Information provided »

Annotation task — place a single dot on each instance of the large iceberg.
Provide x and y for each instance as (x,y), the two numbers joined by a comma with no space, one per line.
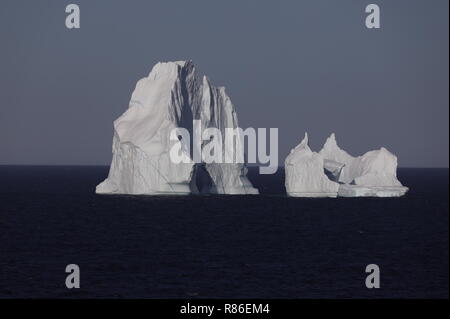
(172,97)
(305,176)
(372,174)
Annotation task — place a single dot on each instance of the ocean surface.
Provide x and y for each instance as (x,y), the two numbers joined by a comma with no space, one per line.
(267,246)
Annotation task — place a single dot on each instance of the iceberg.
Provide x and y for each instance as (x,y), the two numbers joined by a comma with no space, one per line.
(305,176)
(171,97)
(373,174)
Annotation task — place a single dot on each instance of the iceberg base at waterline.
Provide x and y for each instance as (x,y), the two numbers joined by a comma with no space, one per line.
(172,97)
(333,172)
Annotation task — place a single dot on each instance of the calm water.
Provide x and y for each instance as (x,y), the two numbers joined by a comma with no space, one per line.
(265,246)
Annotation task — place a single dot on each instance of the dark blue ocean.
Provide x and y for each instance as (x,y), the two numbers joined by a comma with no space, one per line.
(267,246)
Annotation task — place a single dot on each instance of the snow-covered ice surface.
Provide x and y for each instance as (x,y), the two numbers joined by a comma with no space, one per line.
(305,176)
(373,174)
(171,96)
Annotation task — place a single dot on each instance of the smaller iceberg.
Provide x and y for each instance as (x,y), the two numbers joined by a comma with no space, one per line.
(305,176)
(373,174)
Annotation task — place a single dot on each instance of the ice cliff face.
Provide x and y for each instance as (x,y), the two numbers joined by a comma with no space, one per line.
(171,97)
(372,174)
(305,175)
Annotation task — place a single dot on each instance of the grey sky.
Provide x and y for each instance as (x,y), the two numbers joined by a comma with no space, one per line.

Problem »
Render all the records above as a Markdown table with a Row column for the row number and a Line column for the line itself. Skip blank lines and leave out the pictures.

Task answer »
| Row | Line |
|---|---|
| 1 | Annotation task — place a single dot on each instance of the large iceberg. |
| 2 | Provide x and y for each instance as (x,y), the two numbers joined by a comma with no space, one per line. |
| 3 | (172,97) |
| 4 | (305,176) |
| 5 | (372,174) |
| 6 | Annotation task — place a single dot on each instance of the ocean surface. |
| 7 | Provide x and y for each instance as (x,y), the two numbers joined by a comma with no space, one per line. |
| 8 | (267,246) |
| 9 | Annotation task — place a single dot on each instance of the iceberg. |
| 10 | Provide x and y for each instance as (x,y), the two numbers joined by a comma with no space, one per line. |
| 11 | (305,176) |
| 12 | (171,97) |
| 13 | (373,174) |
| 14 | Annotation task — place a single dot on each instance of the iceberg base at waterline. |
| 15 | Provide x and y for each instance as (x,y), the two numbers joined by a comma with no space, one per line. |
| 16 | (172,97) |
| 17 | (333,172) |
| 18 | Annotation task — place a single dot on each instance of the calm water. |
| 19 | Provide x and y for each instance as (x,y), the two numbers joined by a comma with no space, one per line. |
| 20 | (265,246) |
| 21 | Annotation task — place a single dot on each instance of the dark blue ocean. |
| 22 | Provide x and y for each instance as (x,y), the two numbers joined by a comma with no space, one per line. |
| 23 | (267,246) |
| 24 | Annotation task — place a single dot on each instance of the snow-covered ice surface. |
| 25 | Provide x and y for each instance as (x,y), the two numbers joined by a comma with no space, one per line. |
| 26 | (305,176) |
| 27 | (373,174) |
| 28 | (171,96) |
| 29 | Annotation task — place a single dot on each instance of the smaller iceberg. |
| 30 | Provide x and y for each instance as (x,y), the two numbers joined by a comma with no space, one per line. |
| 31 | (305,176) |
| 32 | (373,174) |
| 33 | Annotation task — place a single dot on each instance of the ice cliff face. |
| 34 | Provide x and y for each instance as (x,y), the two numbers joined by a comma with no space, one per line. |
| 35 | (171,97) |
| 36 | (372,174) |
| 37 | (305,175) |
| 38 | Annotation task — place a single dot on each instance of the grey sky. |
| 39 | Provide x and y for each instance as (x,y), the two numbers joined by a comma with no space, one per line. |